Yes, Germany increased its renewable share of electricity consumption between 2004 and 2013 from 9.4 percent to 25.6 percent. The share of total energy consumption is around 11 percent.

But despite the increase in solar and wind power, Germany is likely to miss its 2020 target to reduce its greenhouse gas emissions by 40 percent.

"In reducing our greenhouse gases, we are not as successful as we are with the increase in renewable energy," said Gerd Rosenkranz, senior associate at German think-tank Agora Energiewende, named after Germany's energy transition process.

Annual greenhouse gas emissions in Germany (Photo: Clean Energy Wire)

Rosenkranz spoke to journalists at a recent seminar organised by Clean Energy Wire, a non-profit group. Both institutions are funded by the two same foundations: Mercator and the European Climate Foundation.

In January, Agora Energiewende published a plan to end coal power generation in 2040. Coal is the most polluting of the fossil fuels.

"Ultimately, there is no alternative to the phasing out of coal power if Germany is to fulfil its climate goals," the report said.

The report came just months after the UK announced the end of coal-fired power plants by 2025 (unless the experimental carbon capture and storage technique can be applied).

About 24 percent of Germany's total energy consumption comes from brown coal and hard coal.

Energy mix in Germany (Photo: Clean Energy Wire)

But the political focus of the Energiewende, or energy transition, had always been more on getting rid of nuclear power than on reducing carbon emissions.

Some trace Germany's anti-nuclear power sentiment back to World War II, and to the strong post-war opposition against producing nuclear weapons.

But it took the political elite a while to catch up with the anti-nuclear power activists, whom Helmut Kohl in the late 1970s called "reactionaries".

"They are opposed to progress," said the centre-right politician, who later spent 16 years as chancellor.

The 1986 accident at the Chernobyl nuclear power plant strengthened the anti-nuclear movement, some members of whom later went on to gain positions of power in the centre-left/left coalition government of chancellor Gerhard Schroeder. In 2000, his government announced it would phase out nuclear energy.

For a brief period after Angela Merkel took over as chancellor, the nuclear phase-out seemed in danger. Her centre-right government tried to extend the life of some nuclear power plants.

• **Supplied material**:
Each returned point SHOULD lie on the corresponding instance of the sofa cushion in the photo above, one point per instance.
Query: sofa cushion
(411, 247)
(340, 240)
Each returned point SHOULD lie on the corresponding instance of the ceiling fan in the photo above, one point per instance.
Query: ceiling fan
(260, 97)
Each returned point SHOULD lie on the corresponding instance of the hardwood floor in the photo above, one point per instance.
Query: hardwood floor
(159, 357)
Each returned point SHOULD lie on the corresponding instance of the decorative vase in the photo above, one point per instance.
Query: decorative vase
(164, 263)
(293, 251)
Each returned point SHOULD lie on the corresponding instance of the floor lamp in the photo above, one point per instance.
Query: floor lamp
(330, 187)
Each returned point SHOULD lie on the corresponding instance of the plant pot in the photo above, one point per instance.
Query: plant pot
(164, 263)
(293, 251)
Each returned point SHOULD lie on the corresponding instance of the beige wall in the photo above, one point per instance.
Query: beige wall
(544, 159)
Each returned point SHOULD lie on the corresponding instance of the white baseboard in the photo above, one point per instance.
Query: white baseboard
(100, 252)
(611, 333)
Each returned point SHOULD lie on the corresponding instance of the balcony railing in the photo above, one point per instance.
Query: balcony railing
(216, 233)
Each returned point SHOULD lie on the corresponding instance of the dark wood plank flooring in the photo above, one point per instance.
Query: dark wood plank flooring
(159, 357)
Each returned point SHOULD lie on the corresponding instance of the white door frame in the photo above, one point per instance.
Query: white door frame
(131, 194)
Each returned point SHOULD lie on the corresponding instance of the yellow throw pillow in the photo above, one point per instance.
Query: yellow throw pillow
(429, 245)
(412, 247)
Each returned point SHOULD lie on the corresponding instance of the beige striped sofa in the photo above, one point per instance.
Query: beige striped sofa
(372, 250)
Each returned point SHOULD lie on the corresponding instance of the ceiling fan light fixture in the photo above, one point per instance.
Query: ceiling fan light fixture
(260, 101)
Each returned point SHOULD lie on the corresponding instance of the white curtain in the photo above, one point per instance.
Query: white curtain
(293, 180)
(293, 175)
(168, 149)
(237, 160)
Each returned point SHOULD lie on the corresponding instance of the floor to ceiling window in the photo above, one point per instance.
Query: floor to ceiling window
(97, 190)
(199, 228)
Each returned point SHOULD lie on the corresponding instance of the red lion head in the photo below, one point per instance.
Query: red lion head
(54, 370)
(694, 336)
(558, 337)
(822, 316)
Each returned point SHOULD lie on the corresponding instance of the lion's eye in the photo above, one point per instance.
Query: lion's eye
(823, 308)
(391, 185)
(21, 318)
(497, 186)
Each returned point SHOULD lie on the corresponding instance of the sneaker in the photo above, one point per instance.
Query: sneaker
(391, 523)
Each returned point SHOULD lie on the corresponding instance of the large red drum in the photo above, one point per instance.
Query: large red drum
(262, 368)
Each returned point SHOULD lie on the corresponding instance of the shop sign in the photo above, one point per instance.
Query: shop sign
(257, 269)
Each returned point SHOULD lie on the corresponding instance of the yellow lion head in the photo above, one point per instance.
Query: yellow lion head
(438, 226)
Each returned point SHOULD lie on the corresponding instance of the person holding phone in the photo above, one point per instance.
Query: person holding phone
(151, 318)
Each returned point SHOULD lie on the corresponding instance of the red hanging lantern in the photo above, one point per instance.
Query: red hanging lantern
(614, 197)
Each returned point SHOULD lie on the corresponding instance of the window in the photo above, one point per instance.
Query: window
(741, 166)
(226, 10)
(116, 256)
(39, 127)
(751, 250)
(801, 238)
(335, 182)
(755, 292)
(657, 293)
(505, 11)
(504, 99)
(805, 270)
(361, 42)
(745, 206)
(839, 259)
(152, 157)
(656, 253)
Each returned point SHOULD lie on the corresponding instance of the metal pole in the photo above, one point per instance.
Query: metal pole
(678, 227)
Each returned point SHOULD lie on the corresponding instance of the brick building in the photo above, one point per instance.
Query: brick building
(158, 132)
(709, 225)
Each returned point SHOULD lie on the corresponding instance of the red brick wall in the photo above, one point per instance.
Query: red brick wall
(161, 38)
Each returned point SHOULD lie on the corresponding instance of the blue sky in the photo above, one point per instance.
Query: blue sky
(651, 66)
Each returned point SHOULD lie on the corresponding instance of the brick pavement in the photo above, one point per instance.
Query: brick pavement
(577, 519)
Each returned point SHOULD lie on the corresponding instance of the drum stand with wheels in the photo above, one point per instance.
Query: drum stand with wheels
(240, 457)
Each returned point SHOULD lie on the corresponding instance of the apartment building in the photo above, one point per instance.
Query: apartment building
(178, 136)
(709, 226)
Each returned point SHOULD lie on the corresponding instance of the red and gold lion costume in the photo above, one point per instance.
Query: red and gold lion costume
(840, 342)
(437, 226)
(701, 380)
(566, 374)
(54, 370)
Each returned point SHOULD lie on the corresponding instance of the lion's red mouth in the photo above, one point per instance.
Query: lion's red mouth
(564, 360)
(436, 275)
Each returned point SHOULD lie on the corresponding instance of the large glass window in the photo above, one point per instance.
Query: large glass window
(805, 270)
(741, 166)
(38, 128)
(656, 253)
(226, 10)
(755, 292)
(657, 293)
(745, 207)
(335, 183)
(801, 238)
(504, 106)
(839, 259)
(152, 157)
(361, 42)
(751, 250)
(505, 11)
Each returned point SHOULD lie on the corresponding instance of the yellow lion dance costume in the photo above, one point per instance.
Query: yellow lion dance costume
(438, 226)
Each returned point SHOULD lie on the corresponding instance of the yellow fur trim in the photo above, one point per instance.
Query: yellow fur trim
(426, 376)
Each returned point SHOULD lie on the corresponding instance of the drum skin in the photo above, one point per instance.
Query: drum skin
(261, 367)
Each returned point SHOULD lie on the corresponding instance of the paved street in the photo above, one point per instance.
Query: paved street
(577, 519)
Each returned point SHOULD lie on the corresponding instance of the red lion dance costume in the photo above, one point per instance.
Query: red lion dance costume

• **Exercise**: Name every person the text on Germany's energy transition mentions by name. You won't need the lines for this.

• **Expected output**: Gerd Rosenkranz, Helmut Kohl, Gerhard Schroeder, Angela Merkel